_Source document_.
++++

We never imagined this. No one imagined this. There is not a “Teaching During a Pandemic” unit in teacher college. We don’t have drills for it. There was no contingency plan.
We’re making it up as we go. We’re stressed. In my wildest dreams, I never thought staying home could be this exhausting.
It is hard for people to understand that this isn’t fun. It’s not a vacation. It’s not time away from work. I would give just about anything to be back in school with my students and my colleagues, who are some of my closest friends. Every other teacher I know would say the same.
We’re not fine. Nothing about this is fine. School isn’t supposed to be Google Classroom posts and Zoom meetings.
We’re teachers. We do our best work on our small stage in front of a crowd of our adoring fans. School, by its very nature, is a social event.
There is something inherently calming about the rhythm and seasons of the school year. September brings new promise and excitement for a new year, which paves the way into Fall. Then Thanksgiving and Christmas come and you’re in the depths of winter and your classroom really hits its stride. Then, the excitement of Spring brings April vacation and a l-l-l-long stretch to Memorial Day weekend, where you finally wind down the year, closing this chapter of your teaching career.
You say goodbye to these kids, this class that will never exist again. You say goodbye to the community you created. You’re exhausted by now, so you’re looking forward to a break; long days of summer designed for you to rest, relax and rejuvenate and come back in September ready to do it all again.
This- a pandemic- it’s not supposed to be a season of our school year. This isn’t how it’s supposed to be.
Day to day, you find the things to be grateful for that keep you going. Some days it’s the big things- health, safety, a home. Some days it’s the small things- this time away from school has given me the time to walk everyday. I’ve gotten to watch the tree in my backyard bloom- something I haven’t noticed in my decade of living here. I’m more rested because my alarm is no longer screaming at me at 4:45am. I can take more karate classes since my basement is now my dojang. My house is cleaner. I’ve had time to start this blog.

++++

Items from a dataset:
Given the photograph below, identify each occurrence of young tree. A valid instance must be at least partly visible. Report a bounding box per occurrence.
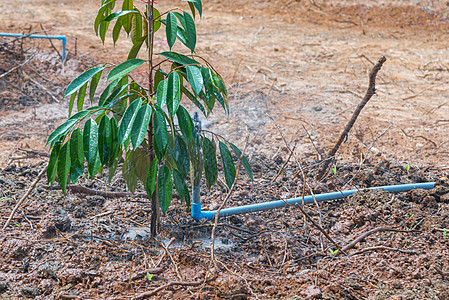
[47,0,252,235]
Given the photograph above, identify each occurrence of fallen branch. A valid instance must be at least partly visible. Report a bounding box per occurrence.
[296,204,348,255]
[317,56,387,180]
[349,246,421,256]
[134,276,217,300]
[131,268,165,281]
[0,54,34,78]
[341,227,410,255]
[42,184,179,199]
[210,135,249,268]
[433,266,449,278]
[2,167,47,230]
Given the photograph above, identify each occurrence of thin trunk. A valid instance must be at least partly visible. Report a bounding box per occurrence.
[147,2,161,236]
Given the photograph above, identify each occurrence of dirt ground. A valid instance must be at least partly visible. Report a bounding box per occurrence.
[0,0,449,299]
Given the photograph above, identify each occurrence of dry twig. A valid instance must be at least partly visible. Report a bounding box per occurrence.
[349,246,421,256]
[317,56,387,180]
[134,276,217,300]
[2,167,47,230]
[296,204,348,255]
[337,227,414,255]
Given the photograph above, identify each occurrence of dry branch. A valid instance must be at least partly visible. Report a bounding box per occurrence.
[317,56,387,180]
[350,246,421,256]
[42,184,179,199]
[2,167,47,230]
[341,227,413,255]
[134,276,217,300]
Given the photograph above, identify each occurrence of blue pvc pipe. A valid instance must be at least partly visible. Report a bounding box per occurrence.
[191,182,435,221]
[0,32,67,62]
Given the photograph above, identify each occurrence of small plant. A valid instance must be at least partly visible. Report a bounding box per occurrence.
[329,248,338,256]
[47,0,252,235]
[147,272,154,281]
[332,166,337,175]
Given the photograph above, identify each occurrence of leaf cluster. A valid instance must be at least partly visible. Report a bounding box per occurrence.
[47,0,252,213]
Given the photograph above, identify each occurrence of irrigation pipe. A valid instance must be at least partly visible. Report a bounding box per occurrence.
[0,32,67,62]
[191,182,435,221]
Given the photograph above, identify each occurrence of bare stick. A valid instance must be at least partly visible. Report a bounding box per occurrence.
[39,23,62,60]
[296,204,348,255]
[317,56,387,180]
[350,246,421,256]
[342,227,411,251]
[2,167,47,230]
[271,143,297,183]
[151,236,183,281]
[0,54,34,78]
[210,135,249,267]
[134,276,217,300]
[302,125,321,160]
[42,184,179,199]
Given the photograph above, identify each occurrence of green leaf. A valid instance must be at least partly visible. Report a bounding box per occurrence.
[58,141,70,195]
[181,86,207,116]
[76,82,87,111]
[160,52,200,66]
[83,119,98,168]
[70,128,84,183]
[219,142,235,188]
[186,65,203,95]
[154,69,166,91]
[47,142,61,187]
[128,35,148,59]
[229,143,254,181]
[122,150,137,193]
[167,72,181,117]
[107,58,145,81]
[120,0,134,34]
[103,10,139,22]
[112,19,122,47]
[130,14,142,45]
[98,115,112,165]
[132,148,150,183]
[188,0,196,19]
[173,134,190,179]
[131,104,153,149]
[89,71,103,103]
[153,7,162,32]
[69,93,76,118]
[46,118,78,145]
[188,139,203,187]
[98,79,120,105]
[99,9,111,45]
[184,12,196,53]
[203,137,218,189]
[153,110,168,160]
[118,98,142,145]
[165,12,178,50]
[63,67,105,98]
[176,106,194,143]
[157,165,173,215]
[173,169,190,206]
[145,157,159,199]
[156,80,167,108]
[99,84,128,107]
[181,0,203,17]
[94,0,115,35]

++++

_Directions for this task_.
Answer these questions using the text about teaching during the pandemic.
(a) What unit does the text say teacher college does not offer?
(b) Which weekend does the text name as the point where the school year finally winds down?
(c) At what time did the alarm go off before the time away from school?

_Solved problem_.
(a) A "Teaching During a Pandemic" unit.
(b) Memorial Day weekend.
(c) 4:45am.